+++ DOKUMENTAUSZUG

Offener Brief des Chorverbandes Berlin e.V. zur Situation der Chöre durch die aktuelle Verordnung vom 23. Juni 2020

Sehr geehrter Herr Regierender Bürgermeister Michael Müller,
Sehr geehrte Frau Senatorin Dilek Kalayci,
Sehr geehrte Frau Senatorin Sandra Scheeres,
Sehr geehrter Herr Senator Klaus Lederer,
Sehr geehrter Herr Staatssekretär Steffen Krach,

Zum einen soll der „Lockdown“ schrittweise aufgehoben werden, um in allen gesellschaftlichen Gruppen den Weg zur Normalität zu gehen. Zum anderen müssen die Leitplanken zu diesem Weg gefunden werden. Als Chorverband Berlin müssen wir die Entscheidungen, die die Chöre in der Stadt betreffen, bewerten.

In der Pressemitteilung vom 23.06.2020 „Senat beschließt SARS-CoV-2_Infektionsschutzverordnung“ lesen wir die Formulierung „In geschlossenen Räumen darf nicht gemeinsam gesungen werden.“  Dies bedeutet: Ab Inkrafttreten ist das Singen für alle Chöre im Freien unter Einhaltung der Abstandsregelungen/Hygieneregeln erlaubt! Es bedeutet aber auch: Das Singen für keinen Chor ist in Berlin in geschlossenen Räumen gestattet. Daraus folgt eine akute Gefährdung aller Chöre im Land Berlin – gleich ob Profi-, Amateur- oder Schulchöre.

++++++
+++ BEREITGESTELLTE DATEN

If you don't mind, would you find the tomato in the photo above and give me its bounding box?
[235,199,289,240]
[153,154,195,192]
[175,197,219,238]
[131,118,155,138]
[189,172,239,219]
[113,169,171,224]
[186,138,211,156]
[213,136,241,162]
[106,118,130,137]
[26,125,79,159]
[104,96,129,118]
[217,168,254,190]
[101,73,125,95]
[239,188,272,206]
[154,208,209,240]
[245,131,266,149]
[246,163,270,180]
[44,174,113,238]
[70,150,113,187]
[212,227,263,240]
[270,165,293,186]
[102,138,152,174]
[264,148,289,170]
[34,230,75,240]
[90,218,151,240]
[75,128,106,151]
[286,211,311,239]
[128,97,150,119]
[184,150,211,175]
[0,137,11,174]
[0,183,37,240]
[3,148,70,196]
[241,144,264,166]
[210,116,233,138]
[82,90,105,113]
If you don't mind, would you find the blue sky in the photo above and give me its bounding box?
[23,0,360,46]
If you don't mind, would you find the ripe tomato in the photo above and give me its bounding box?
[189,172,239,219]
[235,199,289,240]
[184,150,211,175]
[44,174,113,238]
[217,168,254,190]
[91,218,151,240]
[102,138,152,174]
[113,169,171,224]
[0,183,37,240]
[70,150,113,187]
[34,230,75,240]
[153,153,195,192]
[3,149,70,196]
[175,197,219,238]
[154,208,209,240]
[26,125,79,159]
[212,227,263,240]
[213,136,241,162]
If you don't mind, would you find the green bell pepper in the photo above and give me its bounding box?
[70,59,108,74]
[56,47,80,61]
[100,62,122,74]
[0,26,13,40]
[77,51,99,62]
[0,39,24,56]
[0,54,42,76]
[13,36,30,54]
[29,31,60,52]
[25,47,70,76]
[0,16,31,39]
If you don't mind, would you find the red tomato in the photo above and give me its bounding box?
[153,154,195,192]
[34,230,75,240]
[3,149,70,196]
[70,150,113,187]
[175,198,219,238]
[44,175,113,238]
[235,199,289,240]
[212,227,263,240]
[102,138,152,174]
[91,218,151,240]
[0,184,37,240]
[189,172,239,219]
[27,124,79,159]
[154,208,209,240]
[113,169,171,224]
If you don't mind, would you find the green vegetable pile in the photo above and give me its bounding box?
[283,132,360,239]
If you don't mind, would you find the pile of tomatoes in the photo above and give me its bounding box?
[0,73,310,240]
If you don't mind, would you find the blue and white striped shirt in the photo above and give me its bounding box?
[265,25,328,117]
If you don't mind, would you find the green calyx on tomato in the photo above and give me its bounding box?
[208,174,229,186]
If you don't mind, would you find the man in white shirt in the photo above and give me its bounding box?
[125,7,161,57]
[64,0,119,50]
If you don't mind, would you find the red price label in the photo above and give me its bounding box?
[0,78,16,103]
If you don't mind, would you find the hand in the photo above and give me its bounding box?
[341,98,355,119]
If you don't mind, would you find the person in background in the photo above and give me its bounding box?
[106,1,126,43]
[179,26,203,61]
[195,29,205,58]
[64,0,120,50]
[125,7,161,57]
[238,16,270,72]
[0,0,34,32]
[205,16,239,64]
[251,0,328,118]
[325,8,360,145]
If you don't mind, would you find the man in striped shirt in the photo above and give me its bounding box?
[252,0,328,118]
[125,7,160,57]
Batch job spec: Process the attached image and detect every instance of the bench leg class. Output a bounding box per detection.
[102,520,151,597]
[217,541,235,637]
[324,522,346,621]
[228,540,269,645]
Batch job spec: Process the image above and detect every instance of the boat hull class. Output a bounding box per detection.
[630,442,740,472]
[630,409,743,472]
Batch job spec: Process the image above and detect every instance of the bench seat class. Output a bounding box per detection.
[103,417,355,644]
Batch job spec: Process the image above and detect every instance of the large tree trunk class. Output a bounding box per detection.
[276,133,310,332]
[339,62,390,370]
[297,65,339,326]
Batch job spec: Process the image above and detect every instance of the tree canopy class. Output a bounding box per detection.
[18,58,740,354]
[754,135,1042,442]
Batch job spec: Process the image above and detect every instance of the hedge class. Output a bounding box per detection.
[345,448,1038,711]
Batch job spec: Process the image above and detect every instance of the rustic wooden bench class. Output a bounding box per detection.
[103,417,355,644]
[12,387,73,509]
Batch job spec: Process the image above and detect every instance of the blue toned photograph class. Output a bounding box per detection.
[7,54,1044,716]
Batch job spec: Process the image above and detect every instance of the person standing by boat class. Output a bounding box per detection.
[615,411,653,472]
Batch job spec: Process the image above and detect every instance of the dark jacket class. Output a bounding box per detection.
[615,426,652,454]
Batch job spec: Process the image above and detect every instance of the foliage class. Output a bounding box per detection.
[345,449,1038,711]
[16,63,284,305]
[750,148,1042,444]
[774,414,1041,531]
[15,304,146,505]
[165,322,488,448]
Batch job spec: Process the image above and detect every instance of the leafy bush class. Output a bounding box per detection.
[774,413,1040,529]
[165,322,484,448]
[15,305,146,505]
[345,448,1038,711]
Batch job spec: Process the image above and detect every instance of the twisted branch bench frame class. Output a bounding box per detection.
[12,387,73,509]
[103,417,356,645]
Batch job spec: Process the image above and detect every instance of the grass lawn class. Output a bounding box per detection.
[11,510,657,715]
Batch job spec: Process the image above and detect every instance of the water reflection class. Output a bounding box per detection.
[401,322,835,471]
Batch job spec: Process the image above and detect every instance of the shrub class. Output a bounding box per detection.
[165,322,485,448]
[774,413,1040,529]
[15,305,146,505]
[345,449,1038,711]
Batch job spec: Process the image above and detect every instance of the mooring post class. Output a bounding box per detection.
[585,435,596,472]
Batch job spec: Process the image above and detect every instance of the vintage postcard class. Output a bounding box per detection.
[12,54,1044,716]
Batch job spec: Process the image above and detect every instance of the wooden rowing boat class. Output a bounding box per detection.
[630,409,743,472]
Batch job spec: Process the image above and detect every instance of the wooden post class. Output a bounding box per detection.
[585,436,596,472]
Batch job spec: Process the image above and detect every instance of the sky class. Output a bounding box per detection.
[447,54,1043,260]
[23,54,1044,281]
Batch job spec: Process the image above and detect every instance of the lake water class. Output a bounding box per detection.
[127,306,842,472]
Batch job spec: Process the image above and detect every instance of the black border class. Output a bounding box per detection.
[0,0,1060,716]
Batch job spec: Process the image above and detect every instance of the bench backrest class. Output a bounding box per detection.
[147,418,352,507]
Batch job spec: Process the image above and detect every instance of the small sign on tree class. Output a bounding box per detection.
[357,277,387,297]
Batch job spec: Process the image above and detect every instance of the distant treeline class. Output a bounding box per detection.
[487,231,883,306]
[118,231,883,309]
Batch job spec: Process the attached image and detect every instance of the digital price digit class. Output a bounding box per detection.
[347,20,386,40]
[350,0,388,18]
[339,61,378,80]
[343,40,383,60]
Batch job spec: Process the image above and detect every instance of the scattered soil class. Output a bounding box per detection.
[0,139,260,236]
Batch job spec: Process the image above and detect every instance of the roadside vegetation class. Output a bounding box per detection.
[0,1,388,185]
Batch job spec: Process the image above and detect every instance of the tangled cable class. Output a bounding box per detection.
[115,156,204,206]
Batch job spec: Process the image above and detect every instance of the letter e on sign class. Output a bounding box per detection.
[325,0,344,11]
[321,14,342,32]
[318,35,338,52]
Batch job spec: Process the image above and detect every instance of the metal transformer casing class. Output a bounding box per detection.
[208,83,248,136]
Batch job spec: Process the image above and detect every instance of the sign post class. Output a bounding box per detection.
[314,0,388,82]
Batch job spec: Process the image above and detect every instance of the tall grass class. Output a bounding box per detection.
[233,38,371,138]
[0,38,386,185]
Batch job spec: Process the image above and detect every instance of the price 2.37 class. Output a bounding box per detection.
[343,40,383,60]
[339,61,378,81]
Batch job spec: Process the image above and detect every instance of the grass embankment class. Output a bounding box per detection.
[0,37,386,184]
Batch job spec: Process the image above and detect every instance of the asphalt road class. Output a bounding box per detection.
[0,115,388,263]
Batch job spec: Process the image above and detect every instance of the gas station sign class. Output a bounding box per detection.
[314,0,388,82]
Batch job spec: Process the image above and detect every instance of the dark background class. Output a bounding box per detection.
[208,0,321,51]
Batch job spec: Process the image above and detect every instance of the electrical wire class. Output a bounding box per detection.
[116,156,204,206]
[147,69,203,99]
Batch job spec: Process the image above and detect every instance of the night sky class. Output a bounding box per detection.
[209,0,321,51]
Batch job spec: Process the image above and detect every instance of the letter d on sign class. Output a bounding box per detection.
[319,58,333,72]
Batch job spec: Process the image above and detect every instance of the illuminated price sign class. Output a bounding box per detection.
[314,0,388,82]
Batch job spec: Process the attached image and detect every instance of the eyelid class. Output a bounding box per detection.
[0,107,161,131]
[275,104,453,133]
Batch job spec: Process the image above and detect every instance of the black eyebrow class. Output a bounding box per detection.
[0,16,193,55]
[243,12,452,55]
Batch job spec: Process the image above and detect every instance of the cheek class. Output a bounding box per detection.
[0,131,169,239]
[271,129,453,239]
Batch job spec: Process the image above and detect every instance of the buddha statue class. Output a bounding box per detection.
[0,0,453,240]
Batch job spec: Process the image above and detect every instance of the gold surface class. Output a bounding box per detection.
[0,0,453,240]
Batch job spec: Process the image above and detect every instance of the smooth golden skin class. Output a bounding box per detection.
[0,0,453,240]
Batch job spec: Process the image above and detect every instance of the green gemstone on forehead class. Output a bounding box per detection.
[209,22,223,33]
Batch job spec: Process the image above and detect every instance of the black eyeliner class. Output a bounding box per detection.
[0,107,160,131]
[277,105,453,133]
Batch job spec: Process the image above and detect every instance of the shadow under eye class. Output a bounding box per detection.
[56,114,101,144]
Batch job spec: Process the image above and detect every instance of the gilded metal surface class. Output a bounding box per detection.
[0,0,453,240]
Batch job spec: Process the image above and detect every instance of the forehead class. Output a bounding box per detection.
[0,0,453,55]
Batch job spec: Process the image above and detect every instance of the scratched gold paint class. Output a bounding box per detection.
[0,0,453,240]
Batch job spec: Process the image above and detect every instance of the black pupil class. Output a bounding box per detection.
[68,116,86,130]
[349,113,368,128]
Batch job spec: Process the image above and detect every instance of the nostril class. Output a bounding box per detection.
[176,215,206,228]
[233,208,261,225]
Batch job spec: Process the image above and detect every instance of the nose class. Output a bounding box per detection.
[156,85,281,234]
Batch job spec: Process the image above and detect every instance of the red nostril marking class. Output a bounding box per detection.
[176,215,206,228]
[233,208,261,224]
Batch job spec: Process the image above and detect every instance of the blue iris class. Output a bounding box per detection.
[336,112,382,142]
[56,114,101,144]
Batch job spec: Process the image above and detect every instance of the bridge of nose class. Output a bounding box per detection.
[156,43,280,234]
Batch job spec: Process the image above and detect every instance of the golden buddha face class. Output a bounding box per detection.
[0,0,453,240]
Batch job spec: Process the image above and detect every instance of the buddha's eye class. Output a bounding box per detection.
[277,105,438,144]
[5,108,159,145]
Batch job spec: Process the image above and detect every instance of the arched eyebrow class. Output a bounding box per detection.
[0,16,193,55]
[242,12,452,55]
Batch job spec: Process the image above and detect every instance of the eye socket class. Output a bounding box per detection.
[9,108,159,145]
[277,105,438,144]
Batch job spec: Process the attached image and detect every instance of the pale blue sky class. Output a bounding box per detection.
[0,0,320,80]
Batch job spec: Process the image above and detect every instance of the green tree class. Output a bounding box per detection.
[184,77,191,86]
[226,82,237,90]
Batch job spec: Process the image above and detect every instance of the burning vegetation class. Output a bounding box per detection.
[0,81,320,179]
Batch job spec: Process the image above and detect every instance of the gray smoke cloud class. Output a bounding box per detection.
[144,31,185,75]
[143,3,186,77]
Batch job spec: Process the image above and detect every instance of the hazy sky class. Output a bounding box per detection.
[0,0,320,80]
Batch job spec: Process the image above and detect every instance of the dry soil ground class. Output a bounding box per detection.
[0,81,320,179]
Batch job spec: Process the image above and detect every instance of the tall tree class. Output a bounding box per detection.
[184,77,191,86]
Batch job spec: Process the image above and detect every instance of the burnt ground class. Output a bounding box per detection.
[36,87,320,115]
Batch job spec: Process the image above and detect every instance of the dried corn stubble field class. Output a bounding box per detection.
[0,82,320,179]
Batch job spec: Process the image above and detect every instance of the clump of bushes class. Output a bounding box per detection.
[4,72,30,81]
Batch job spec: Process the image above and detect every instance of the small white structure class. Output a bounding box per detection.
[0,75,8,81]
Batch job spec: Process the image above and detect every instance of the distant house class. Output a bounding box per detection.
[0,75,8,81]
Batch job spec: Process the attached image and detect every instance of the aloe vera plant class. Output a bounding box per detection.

++++++

SCHRIFTLICHE AUFGABEN:
a – Beantworte die folgenden Fragen zum offenen Brief:
(i) Welcher Staatssekretär wird in der Anrede genannt?
(ii) Von welchem Datum ist die erwähnte Pressemitteilung des Senats?
(iii) Welche drei Arten von Chören zählt der letzte Satz auf?
b – Gib bitte den Abschnitt des offenen Briefes von „Offener Brief des“ bis einschließlich „Stadt betreffen, bewerten.“ wortgetreu wieder.
Die Zeilen werden für die Aufgaben nicht gebraucht.

LÖSUNGEN:
a –
(i) Steffen Krach
(ii) Vom 23.06.2020
(iii) Profi-, Amateur- und Schulchöre

b –
Offener Brief des Chorverbandes Berlin e.V. zur Situation der Chöre durch die aktuelle Verordnung vom 23. Juni 2020

Sehr geehrter Herr Regierender Bürgermeister Michael Müller,
Sehr geehrte Frau Senatorin Dilek Kalayci,
Sehr geehrte Frau Senatorin Sandra Scheeres,
Sehr geehrter Herr Senator Klaus Lederer,
Sehr geehrter Herr Staatssekretär Steffen Krach,

Zum einen soll der „Lockdown“ schrittweise aufgehoben werden, um in allen gesellschaftlichen Gruppen den Weg zur Normalität zu gehen. Zum anderen müssen die Leitplanken zu diesem Weg gefunden werden. Als Chorverband Berlin müssen wir die Entscheidungen, die die Chöre in der Stadt betreffen, bewerten.